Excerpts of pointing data
========================================================================

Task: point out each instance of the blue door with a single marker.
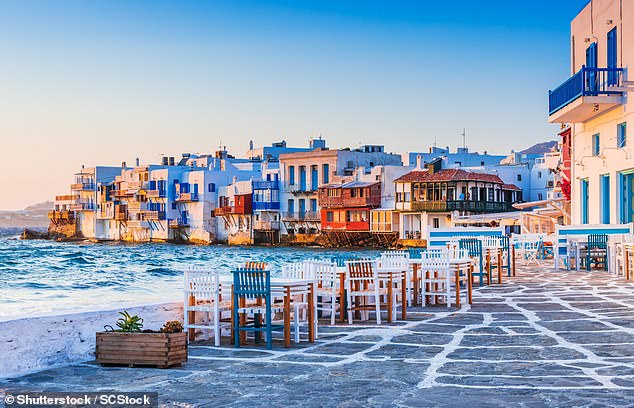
(628, 198)
(612, 57)
(584, 201)
(605, 199)
(302, 178)
(591, 62)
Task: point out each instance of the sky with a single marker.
(101, 82)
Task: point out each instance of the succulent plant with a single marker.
(173, 326)
(129, 324)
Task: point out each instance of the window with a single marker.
(291, 175)
(584, 201)
(605, 198)
(621, 134)
(596, 145)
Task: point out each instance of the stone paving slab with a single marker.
(544, 338)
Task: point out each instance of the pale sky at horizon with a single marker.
(102, 82)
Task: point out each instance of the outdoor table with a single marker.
(390, 276)
(494, 251)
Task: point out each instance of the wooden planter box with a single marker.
(142, 349)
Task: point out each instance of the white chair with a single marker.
(327, 280)
(436, 275)
(298, 270)
(203, 293)
(364, 286)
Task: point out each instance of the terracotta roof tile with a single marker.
(449, 175)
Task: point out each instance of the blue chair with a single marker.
(597, 251)
(340, 260)
(415, 253)
(253, 285)
(474, 247)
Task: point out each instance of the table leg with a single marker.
(488, 262)
(342, 298)
(191, 318)
(415, 285)
(470, 284)
(499, 267)
(311, 314)
(287, 318)
(404, 295)
(513, 259)
(390, 289)
(457, 287)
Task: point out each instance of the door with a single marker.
(591, 64)
(612, 57)
(628, 198)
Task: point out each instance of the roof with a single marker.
(510, 187)
(351, 184)
(449, 175)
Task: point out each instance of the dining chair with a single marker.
(254, 285)
(597, 251)
(474, 248)
(363, 286)
(203, 293)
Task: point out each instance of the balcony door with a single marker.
(612, 57)
(591, 62)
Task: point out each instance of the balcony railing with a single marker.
(586, 82)
(187, 197)
(302, 216)
(154, 215)
(82, 186)
(461, 205)
(82, 206)
(266, 225)
(266, 185)
(266, 205)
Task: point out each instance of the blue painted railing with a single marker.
(586, 82)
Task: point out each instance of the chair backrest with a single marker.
(255, 265)
(361, 270)
(202, 283)
(325, 273)
(251, 283)
(296, 270)
(415, 253)
(440, 237)
(340, 260)
(597, 241)
(472, 245)
(564, 232)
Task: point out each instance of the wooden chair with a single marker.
(363, 285)
(597, 251)
(474, 248)
(254, 285)
(203, 293)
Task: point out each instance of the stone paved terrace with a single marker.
(544, 338)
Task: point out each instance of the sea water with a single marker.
(39, 277)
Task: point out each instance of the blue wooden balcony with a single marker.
(588, 93)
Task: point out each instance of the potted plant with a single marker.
(131, 345)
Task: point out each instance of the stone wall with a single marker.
(36, 343)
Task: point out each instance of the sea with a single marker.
(41, 277)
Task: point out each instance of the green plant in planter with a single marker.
(173, 326)
(129, 324)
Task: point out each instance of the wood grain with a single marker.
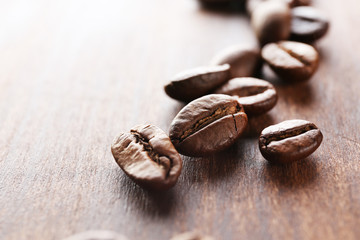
(73, 74)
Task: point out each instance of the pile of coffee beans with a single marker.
(222, 96)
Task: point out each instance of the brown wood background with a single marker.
(73, 74)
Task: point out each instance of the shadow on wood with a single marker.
(292, 176)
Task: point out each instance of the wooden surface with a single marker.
(73, 74)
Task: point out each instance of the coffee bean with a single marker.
(252, 4)
(96, 235)
(191, 236)
(208, 125)
(289, 141)
(255, 95)
(147, 156)
(244, 61)
(194, 83)
(271, 21)
(291, 61)
(308, 24)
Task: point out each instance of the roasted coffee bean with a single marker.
(291, 61)
(96, 235)
(191, 236)
(289, 141)
(271, 21)
(244, 61)
(194, 83)
(255, 95)
(147, 156)
(252, 4)
(208, 125)
(308, 24)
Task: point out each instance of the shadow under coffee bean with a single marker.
(244, 61)
(291, 61)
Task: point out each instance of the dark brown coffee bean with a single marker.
(147, 156)
(271, 21)
(289, 141)
(191, 236)
(208, 125)
(308, 24)
(291, 61)
(252, 4)
(96, 235)
(244, 61)
(255, 95)
(194, 83)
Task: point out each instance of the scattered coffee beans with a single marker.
(289, 141)
(208, 125)
(97, 235)
(194, 83)
(291, 61)
(147, 156)
(244, 61)
(191, 236)
(255, 95)
(308, 24)
(271, 21)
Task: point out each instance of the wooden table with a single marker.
(73, 74)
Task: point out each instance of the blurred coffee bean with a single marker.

========================================================================

— AIM —
Print every row above verbatim, leaving out the pictures.

— ANSWER TO THE TASK —
Task: point out each instance of the blue door with a single marker.
(628, 198)
(612, 57)
(584, 201)
(605, 199)
(302, 178)
(591, 62)
Task: point out each instance of the sky with a single marker.
(101, 82)
Task: point out each instance of the succulent plant with a single marker.
(173, 326)
(129, 324)
Task: point out each instance of the window with a single marker.
(291, 175)
(584, 201)
(605, 198)
(621, 134)
(596, 145)
Task: point out each instance of the stone paving slab with a single marker.
(544, 338)
Task: point out each instance of the pale sky at horizon with a single marker.
(102, 82)
Task: point out each instance of the outdoor table with a single marker.
(390, 276)
(494, 251)
Task: point out each instance of the wooden planter box with a single marker.
(142, 349)
Task: point out each instance of the white chair with a single marker.
(327, 280)
(436, 275)
(298, 270)
(203, 293)
(364, 286)
Task: point out each instance of the terracotta roof tile with a single marker.
(449, 175)
Task: point out each instance of the blue chair with a single marker.
(597, 251)
(340, 260)
(415, 253)
(253, 285)
(474, 247)
Task: point out each instance of the table leg with a single marker.
(488, 262)
(342, 298)
(191, 318)
(415, 285)
(470, 284)
(499, 267)
(311, 314)
(287, 318)
(404, 295)
(513, 259)
(390, 289)
(457, 287)
Task: point out each instance of the door with a single marker.
(591, 64)
(612, 57)
(628, 198)
Task: point out each instance of the roof with a single marker.
(510, 187)
(351, 184)
(449, 175)
Task: point out each instance of the dining chair with a single marker.
(254, 285)
(597, 251)
(474, 248)
(363, 286)
(203, 293)
Task: point out each instance of the balcony door with a single marker.
(612, 57)
(591, 62)
Task: point out each instance of the balcony railing with a single marker.
(586, 82)
(187, 197)
(302, 216)
(154, 215)
(82, 186)
(461, 205)
(82, 206)
(266, 225)
(266, 185)
(266, 205)
Task: point out each instance of the blue painted railing with a single marker.
(586, 82)
Task: point out each instance of the chair backrest with a single marker.
(255, 265)
(361, 270)
(202, 283)
(325, 273)
(251, 283)
(296, 270)
(415, 253)
(440, 237)
(340, 260)
(597, 241)
(472, 245)
(564, 232)
Task: point out each instance of the wooden chair with a single marker.
(363, 285)
(597, 251)
(474, 248)
(254, 285)
(203, 293)
Task: point out each instance of the stone paved terrace with a single marker.
(544, 338)
Task: point out each instance of the sea water with a single marker.
(39, 277)
Task: point out each instance of the blue wooden balcony with a single marker.
(588, 93)
Task: point out each instance of the potted plant with a single marker.
(131, 345)
Task: point out each instance of the stone wall with a single marker.
(36, 343)
Task: point out each instance of the sea with a single marker.
(41, 277)
Task: point out each instance of the green plant in planter with a single marker.
(173, 326)
(129, 324)
Task: point out each instance of the wood grain with a single marker.
(73, 74)
Task: point out each instance of the pile of coffee beans with a single marker.
(222, 96)
Task: point out each instance of the brown wood background with a single marker.
(73, 74)
Task: point out each instance of the shadow on wood with a single marker.
(292, 176)
Task: point out each instance of the wooden surface with a single marker.
(73, 74)
Task: point out each instance of the coffee bean with a single marker.
(252, 4)
(96, 235)
(191, 236)
(208, 125)
(289, 141)
(255, 95)
(147, 156)
(244, 61)
(194, 83)
(271, 21)
(291, 61)
(308, 24)
Task: point out each instance of the roasted coffee bean with a single marker.
(291, 61)
(96, 235)
(191, 236)
(289, 141)
(271, 21)
(244, 61)
(194, 83)
(255, 95)
(147, 156)
(252, 4)
(208, 125)
(308, 24)
Task: point out each instance of the shadow under coffee bean with a single marker.
(244, 61)
(291, 61)
Task: point out each instance of the dark brown coffee bean with a single marker.
(147, 156)
(271, 21)
(289, 141)
(191, 236)
(208, 125)
(308, 24)
(291, 61)
(252, 4)
(96, 235)
(244, 61)
(255, 95)
(194, 83)
Task: point out each instance of the scattered coffee beans with a single marker.
(289, 141)
(208, 125)
(97, 235)
(194, 83)
(291, 61)
(147, 156)
(244, 61)
(191, 236)
(255, 95)
(308, 24)
(271, 21)
Task: point out each instance of the wooden table with a single marker.
(73, 74)
Task: point out each instance of the blurred coffee bean with a single marker.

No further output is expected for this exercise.